Count the lines of the entries below that contain the string "stone", treating uppercase and lowercase as different. Give only the number.
--- START OF Information given ---
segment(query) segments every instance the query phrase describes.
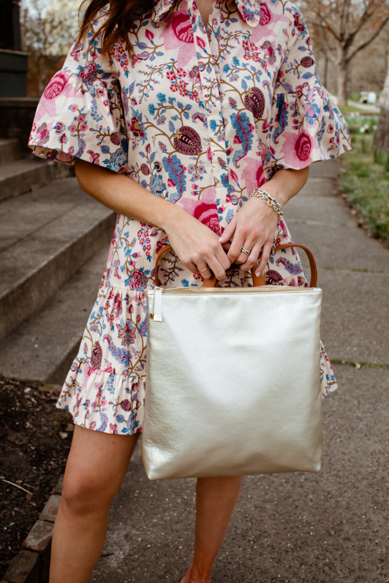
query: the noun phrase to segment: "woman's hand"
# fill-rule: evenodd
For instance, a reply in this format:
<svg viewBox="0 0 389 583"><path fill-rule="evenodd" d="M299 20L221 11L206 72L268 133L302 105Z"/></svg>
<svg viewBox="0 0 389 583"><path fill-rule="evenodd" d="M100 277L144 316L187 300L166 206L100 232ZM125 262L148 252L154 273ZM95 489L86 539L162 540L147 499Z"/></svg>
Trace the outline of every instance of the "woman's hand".
<svg viewBox="0 0 389 583"><path fill-rule="evenodd" d="M179 212L171 213L163 229L181 262L192 273L199 272L205 279L211 275L208 268L218 279L223 279L231 262L218 236L186 211L175 210Z"/></svg>
<svg viewBox="0 0 389 583"><path fill-rule="evenodd" d="M229 245L227 257L231 263L240 264L243 271L248 271L262 255L255 274L261 273L270 257L278 217L271 206L256 196L249 198L233 217L223 232L219 241L225 248ZM241 251L250 252L247 255Z"/></svg>

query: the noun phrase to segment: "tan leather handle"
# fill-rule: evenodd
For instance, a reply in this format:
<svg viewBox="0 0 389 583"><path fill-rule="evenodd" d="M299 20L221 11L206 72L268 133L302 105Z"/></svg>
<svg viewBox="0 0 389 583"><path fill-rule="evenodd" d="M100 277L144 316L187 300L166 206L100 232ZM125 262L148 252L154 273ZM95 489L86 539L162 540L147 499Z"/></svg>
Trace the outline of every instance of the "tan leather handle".
<svg viewBox="0 0 389 583"><path fill-rule="evenodd" d="M279 245L275 248L276 251L281 251L281 249L288 249L289 247L299 247L300 249L303 249L308 256L308 259L309 260L309 265L311 268L311 281L310 281L310 287L316 287L316 284L317 283L317 269L316 268L316 262L315 261L314 258L312 255L312 252L308 248L308 247L304 247L303 245L297 245L296 243L284 243L283 245ZM157 254L157 257L155 260L155 285L156 286L159 286L159 279L158 278L158 266L159 265L159 262L161 257L166 251L168 251L170 249L172 249L171 245L165 245L164 247L161 247L161 248L158 251ZM232 265L230 268L231 269L239 269L239 265ZM229 270L227 270L227 271ZM255 287L259 286L265 285L265 280L264 279L262 273L260 275L257 276L254 272L254 269L251 269L251 276L253 278L253 284ZM216 284L218 283L218 280L216 279L216 275L214 273L212 274L211 278L208 279L205 279L204 283L202 284L203 287L216 287Z"/></svg>

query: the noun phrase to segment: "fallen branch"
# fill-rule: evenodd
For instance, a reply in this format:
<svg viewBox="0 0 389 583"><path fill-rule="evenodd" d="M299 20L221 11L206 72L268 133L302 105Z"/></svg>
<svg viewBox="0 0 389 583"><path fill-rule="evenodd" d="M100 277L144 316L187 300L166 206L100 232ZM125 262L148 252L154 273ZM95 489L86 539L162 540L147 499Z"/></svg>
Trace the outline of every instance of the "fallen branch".
<svg viewBox="0 0 389 583"><path fill-rule="evenodd" d="M27 492L27 493L29 494L30 496L33 495L33 493L30 492L29 490L26 490L26 488L22 488L21 486L19 485L19 484L14 484L13 482L9 482L8 480L4 480L3 478L1 479L1 481L6 482L7 484L10 484L11 486L15 486L15 488L19 488L19 490L22 490L23 492Z"/></svg>

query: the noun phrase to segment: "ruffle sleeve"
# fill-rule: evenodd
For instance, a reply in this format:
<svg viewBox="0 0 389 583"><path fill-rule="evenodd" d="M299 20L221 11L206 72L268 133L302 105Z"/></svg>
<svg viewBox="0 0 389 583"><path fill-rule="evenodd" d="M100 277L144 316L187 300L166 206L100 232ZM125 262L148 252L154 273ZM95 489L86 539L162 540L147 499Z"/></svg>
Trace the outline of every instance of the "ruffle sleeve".
<svg viewBox="0 0 389 583"><path fill-rule="evenodd" d="M270 127L272 167L299 170L352 147L347 125L320 83L301 13L293 5L277 75Z"/></svg>
<svg viewBox="0 0 389 583"><path fill-rule="evenodd" d="M29 145L34 153L68 164L81 158L115 172L126 171L128 140L120 84L113 61L101 54L94 30L74 43L63 68L43 92Z"/></svg>

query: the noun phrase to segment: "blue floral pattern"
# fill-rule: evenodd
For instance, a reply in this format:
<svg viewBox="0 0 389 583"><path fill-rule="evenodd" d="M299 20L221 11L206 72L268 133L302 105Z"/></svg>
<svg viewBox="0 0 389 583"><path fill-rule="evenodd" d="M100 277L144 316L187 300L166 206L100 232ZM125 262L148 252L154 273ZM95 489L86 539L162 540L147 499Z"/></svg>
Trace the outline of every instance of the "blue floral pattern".
<svg viewBox="0 0 389 583"><path fill-rule="evenodd" d="M96 17L94 30L106 18ZM335 158L351 147L321 85L309 34L289 0L216 0L205 25L195 0L157 0L110 57L91 30L45 89L29 141L34 153L75 157L137 180L221 233L254 188L282 168ZM278 243L292 241L281 220ZM145 290L160 229L118 215L96 304L58 406L75 423L131 434L142 429ZM173 252L166 287L201 285ZM270 257L267 285L308 285L294 248ZM229 272L220 286L250 286ZM322 346L323 397L337 388Z"/></svg>

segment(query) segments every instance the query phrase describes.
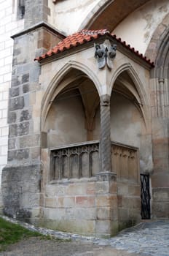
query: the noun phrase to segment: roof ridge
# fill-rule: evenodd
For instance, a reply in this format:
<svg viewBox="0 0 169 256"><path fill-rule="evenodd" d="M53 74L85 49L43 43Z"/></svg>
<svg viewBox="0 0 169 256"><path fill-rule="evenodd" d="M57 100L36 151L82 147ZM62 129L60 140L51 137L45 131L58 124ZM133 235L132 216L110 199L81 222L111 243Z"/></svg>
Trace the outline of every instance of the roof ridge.
<svg viewBox="0 0 169 256"><path fill-rule="evenodd" d="M98 34L103 35L105 34L110 34L110 31L107 29L98 29L98 30L82 29L79 31L79 33L81 34L93 36L93 35L98 35Z"/></svg>
<svg viewBox="0 0 169 256"><path fill-rule="evenodd" d="M96 39L105 34L109 35L112 38L115 39L116 41L133 52L135 55L138 56L139 58L149 63L152 67L154 67L154 62L152 62L151 60L144 56L144 54L140 53L138 50L136 50L134 48L132 48L130 45L128 45L126 42L126 41L122 41L121 37L117 37L116 34L110 33L107 29L98 30L82 29L79 31L74 33L59 42L55 46L48 50L46 53L42 54L39 57L36 57L35 60L39 61L42 59L50 57L54 54L63 52L64 50L77 47L79 45L83 45L87 42Z"/></svg>

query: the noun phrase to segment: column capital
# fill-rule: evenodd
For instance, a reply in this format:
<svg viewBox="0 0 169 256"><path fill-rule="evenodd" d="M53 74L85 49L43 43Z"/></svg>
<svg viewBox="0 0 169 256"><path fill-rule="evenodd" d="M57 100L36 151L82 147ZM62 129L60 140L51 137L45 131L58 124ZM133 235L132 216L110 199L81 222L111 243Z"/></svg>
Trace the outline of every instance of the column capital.
<svg viewBox="0 0 169 256"><path fill-rule="evenodd" d="M104 94L101 96L101 106L110 105L110 95Z"/></svg>

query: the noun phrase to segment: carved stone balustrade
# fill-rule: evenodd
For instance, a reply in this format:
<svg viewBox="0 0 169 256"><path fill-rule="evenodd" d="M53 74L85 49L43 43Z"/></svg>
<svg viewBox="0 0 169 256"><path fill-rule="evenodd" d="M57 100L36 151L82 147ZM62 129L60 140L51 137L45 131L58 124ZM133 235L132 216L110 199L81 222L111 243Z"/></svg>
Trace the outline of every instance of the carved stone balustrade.
<svg viewBox="0 0 169 256"><path fill-rule="evenodd" d="M90 178L99 169L98 140L51 149L50 181Z"/></svg>
<svg viewBox="0 0 169 256"><path fill-rule="evenodd" d="M138 148L111 142L111 170L119 179L138 182L139 178Z"/></svg>
<svg viewBox="0 0 169 256"><path fill-rule="evenodd" d="M111 172L117 178L138 181L137 148L111 142ZM50 150L50 181L95 176L101 171L99 140L90 141Z"/></svg>

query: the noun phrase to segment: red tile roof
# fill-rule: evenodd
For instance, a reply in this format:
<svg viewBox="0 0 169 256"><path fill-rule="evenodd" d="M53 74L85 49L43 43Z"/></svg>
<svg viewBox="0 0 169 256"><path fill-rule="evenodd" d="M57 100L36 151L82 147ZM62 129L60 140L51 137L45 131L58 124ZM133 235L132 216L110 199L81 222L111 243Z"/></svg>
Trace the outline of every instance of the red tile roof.
<svg viewBox="0 0 169 256"><path fill-rule="evenodd" d="M48 50L46 53L36 58L35 60L39 61L55 54L63 52L72 48L75 48L79 45L83 45L87 42L96 39L105 34L109 34L110 37L111 37L113 39L115 39L116 41L124 45L134 54L137 55L141 59L149 63L152 67L154 67L154 62L152 62L150 59L148 59L146 56L144 56L142 53L140 53L138 50L135 50L134 48L132 48L130 45L127 45L125 41L122 41L120 37L117 37L115 34L110 34L107 29L83 29L79 32L74 33L72 35L63 39L63 40L60 41L57 45L53 47L51 50Z"/></svg>

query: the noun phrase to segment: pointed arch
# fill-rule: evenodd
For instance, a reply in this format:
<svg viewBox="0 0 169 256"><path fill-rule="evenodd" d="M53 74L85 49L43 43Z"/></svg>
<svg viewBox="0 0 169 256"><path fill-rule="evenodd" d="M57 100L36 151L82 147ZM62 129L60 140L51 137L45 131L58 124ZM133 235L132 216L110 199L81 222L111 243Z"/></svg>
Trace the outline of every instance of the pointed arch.
<svg viewBox="0 0 169 256"><path fill-rule="evenodd" d="M146 121L148 118L148 108L147 108L147 102L148 99L146 97L146 91L144 89L144 86L141 83L141 80L134 69L133 67L130 64L130 63L126 63L123 65L120 66L115 72L115 73L113 75L113 78L111 80L110 83L110 94L112 93L113 87L114 85L114 83L116 80L120 76L120 75L123 72L127 72L129 75L130 78L131 78L134 86L135 86L135 90L134 88L131 88L131 86L129 86L127 84L124 84L125 86L131 92L131 94L133 95L133 97L137 100L139 108L141 112L141 114L143 116L146 127Z"/></svg>
<svg viewBox="0 0 169 256"><path fill-rule="evenodd" d="M101 84L95 75L90 69L87 66L82 64L80 62L76 61L69 61L59 72L54 76L50 81L42 100L42 115L41 115L41 124L42 128L44 127L44 121L47 115L47 113L50 108L51 103L59 94L59 92L65 88L68 83L76 80L78 77L71 77L69 79L66 79L64 83L60 85L61 80L71 69L77 69L83 72L84 76L88 77L94 83L95 89L101 94L100 89ZM81 75L82 76L82 75Z"/></svg>
<svg viewBox="0 0 169 256"><path fill-rule="evenodd" d="M79 30L106 28L112 31L130 13L150 0L100 0L89 12ZM122 9L122 6L125 8Z"/></svg>

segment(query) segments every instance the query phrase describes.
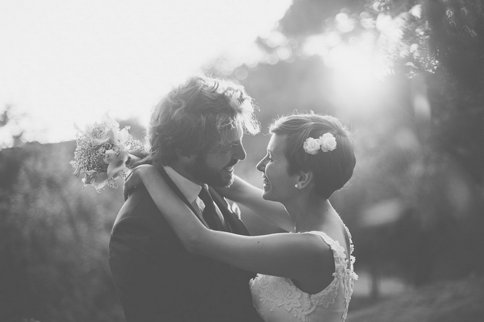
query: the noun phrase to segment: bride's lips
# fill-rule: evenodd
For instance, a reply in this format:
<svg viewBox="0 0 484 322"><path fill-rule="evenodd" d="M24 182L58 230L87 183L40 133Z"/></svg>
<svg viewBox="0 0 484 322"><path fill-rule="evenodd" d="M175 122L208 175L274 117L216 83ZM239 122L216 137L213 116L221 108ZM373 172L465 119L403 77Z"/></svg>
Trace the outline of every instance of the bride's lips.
--- END OF Information given ---
# The result:
2